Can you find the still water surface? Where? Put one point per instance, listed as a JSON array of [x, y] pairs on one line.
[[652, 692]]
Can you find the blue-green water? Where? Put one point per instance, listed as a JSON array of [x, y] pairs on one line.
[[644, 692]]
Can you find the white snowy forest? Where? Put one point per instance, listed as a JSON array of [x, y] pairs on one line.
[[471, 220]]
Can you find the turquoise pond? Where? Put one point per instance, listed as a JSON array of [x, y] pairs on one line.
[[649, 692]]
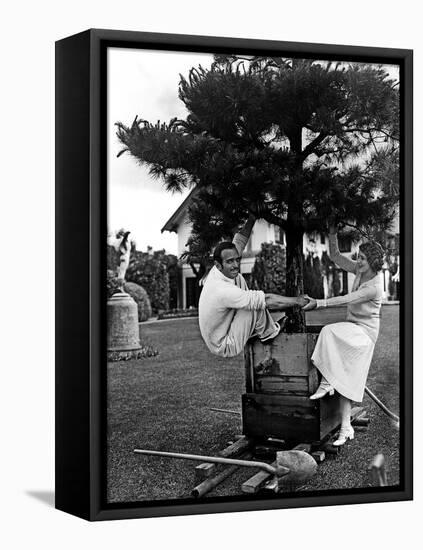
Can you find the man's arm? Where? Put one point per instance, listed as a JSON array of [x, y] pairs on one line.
[[242, 237], [276, 302]]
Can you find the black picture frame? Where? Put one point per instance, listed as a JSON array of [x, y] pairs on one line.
[[81, 226]]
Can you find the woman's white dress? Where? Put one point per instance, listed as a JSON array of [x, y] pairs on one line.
[[344, 351]]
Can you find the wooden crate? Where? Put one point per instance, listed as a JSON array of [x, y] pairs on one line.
[[279, 381]]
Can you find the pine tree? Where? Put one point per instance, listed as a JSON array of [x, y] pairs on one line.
[[301, 143]]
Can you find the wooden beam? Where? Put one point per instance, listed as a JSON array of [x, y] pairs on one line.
[[254, 483], [204, 471], [208, 484], [242, 444]]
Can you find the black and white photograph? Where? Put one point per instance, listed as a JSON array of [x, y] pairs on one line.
[[253, 276], [211, 275]]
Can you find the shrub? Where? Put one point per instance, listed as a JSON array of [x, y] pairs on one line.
[[141, 298], [149, 270], [269, 270]]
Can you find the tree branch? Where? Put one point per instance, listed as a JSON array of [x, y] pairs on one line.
[[313, 144]]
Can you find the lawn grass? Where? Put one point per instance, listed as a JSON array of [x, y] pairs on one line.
[[163, 403]]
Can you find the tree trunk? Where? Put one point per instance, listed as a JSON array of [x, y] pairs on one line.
[[294, 275]]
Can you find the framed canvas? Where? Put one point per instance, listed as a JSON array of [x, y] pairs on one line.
[[167, 145]]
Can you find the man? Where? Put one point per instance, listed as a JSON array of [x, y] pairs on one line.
[[229, 313]]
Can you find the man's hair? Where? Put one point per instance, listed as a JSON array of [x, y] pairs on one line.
[[225, 245]]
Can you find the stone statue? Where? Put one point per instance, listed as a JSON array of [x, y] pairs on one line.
[[118, 256]]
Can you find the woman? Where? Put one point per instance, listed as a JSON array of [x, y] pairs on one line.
[[344, 351]]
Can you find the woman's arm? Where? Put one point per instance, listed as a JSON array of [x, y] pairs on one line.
[[336, 256], [363, 294]]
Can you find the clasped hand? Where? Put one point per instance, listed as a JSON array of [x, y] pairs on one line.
[[311, 303]]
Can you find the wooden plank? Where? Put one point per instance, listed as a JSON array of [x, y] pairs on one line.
[[330, 417], [241, 445], [203, 471], [282, 384], [254, 483], [306, 447], [284, 417], [319, 456], [249, 365], [313, 380], [290, 350], [210, 483]]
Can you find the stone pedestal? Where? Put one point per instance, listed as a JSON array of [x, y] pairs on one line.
[[122, 326]]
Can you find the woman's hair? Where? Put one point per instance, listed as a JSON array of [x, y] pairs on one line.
[[374, 254]]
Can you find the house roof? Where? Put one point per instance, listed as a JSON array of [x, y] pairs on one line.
[[176, 218]]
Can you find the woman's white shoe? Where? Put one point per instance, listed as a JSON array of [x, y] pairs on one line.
[[344, 435], [323, 389]]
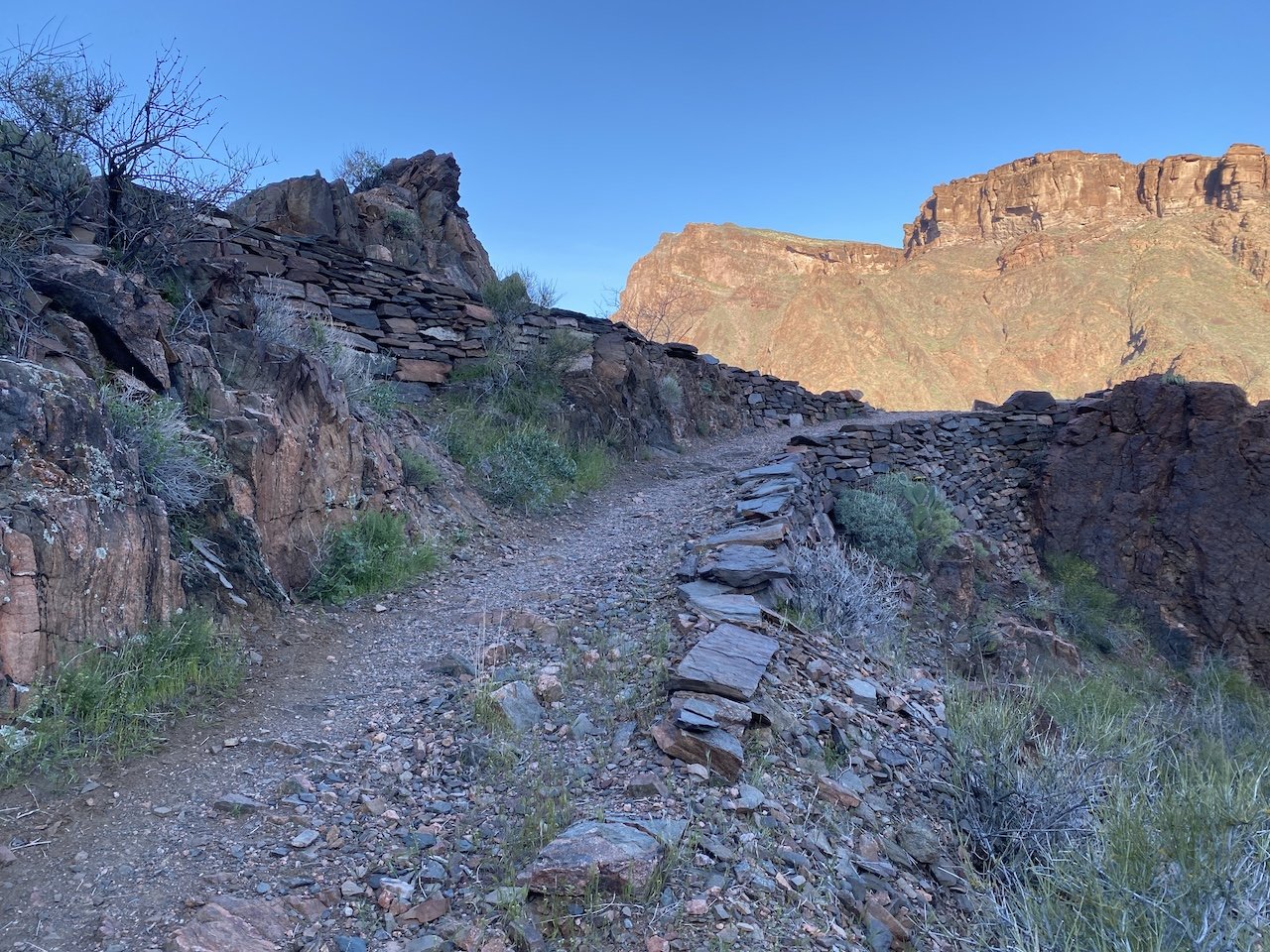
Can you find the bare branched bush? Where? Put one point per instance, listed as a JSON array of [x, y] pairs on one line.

» TASK DIRECTIONS
Please set down each line of the listing above word for word, skipping any pictures.

» RESULT BELOW
Can you find the still water surface? Where? Put one point per instance, listed as a JSON array of [x, y] pairs on one line.
[[652, 692]]
Can you find the blue-green water? Where? Put one point per instance, listed as a JSON array of [x, y] pairs on one line.
[[644, 692]]
Can you find the white snowy forest? Where? Put one point per instance, listed as a JSON array of [x, y] pairs on one line.
[[471, 220]]
Can you find the turquoise pond? Where? Put one point per instance, listed as a JSON array of [x, y] pairs on one line.
[[649, 692]]
Can you find the man's arm? Where? Put one point per instance, listed as a JSON array of [x, y] pairs on one line.
[[242, 237], [276, 302]]
Can you find the black picture frame? Where? Put one point per instance, listed as a JSON array of [x, y] pairs on one line.
[[81, 226]]
Can you find the woman's white dress? Where? Put one point per instance, listed as a JSON array of [x, y] pairs on one line.
[[344, 351]]
Can you find the wooden crate? Where? Put one point per instance, listed as a JSON array of [x, y] pairs on one line.
[[279, 381]]
Can you find the pine tree? Where? Put one point per instance, listed as a JSON array of [x, y] pairs on one line.
[[301, 143]]
Can you find the wooden beam? Where? Put one point per instance, listed as a JSON array of [x, y] pairs on one line.
[[254, 483], [204, 471], [208, 484], [242, 444]]
Can you find the black and white photograph? Where? Put one point per instance, listed as a JSON array of [x, y] pairs on one line.
[[253, 276], [211, 275]]
Can you find the shrub? Where? Put one point per instance, listed as a JSON array of [x, y] pairs on one line.
[[141, 298], [149, 270], [269, 270]]
Can you find the tree branch? Where? Put one point per instance, listed as a JSON array of [x, y] pairs on one line.
[[313, 144]]
Can you find the lawn grass? Where? Put one point per instance, listed as a JSON array of [x, y] pairs on one line.
[[163, 403]]
Can you find the tree trunk? Where? Put one point per instance, listed as a JSON array of [x, y] pairs on one line.
[[294, 275]]
Can you find the framed canvas? Where? Put one point per instance, listed as a JSON array of [x, y] pairs on one line.
[[167, 145]]
Can you find the man? Where? Put one point per instance, listed as a JSON array of [x, y] pairs on one line.
[[229, 313]]
Can you find the man's hair? Where? Put one point per instance, listed as a JSON array of [x, y] pairs on one line.
[[225, 245]]
Can you find the stone statue? Where? Put one point per instance, listed as a JSON array of [x, y] pairs on one line.
[[118, 256]]
Can you find the woman? Where? Put one point per instance, listed as a JSON array of [x, y] pairs on one line.
[[344, 351]]
Can you find the woman's arm? Where? Put one point per instance, listed as a JSON array of [x, y] pairs on one line.
[[336, 256], [363, 294]]
Can you find the clasped hand? Where? Put one point per instance, listed as a JSON array of [x, y] pairs on one line.
[[311, 303]]
Can you find the wooden plank? Where? Put one point per instance, listed as a JSON array of [x, y] pairs on one line.
[[330, 417], [241, 445], [203, 471], [282, 384], [254, 483], [306, 447], [284, 417], [319, 456], [249, 365], [313, 380], [290, 350], [210, 483]]
Can you find the stone pedestal? Where? Put one point per instance, listed as a JSON array of [x, y] pairs on one line.
[[122, 326]]
Can you find the woman's hair? Where? Put one point per instance, listed as a JSON array of [x, y] pairs on one line.
[[374, 254]]
Can you find the house roof? Where? Put one point per instance, listed as a JSON array of [x, y] pairs on one line.
[[176, 218]]
Can you find the woman's white shoe? Where? Put one point per instance, listed as a JSON array of [x, y] pairs on one line.
[[344, 435], [323, 389]]
Can you find the bare branched bush? Where? Put one point per instance, listed as a JSON array of [x, y] pairs on one line.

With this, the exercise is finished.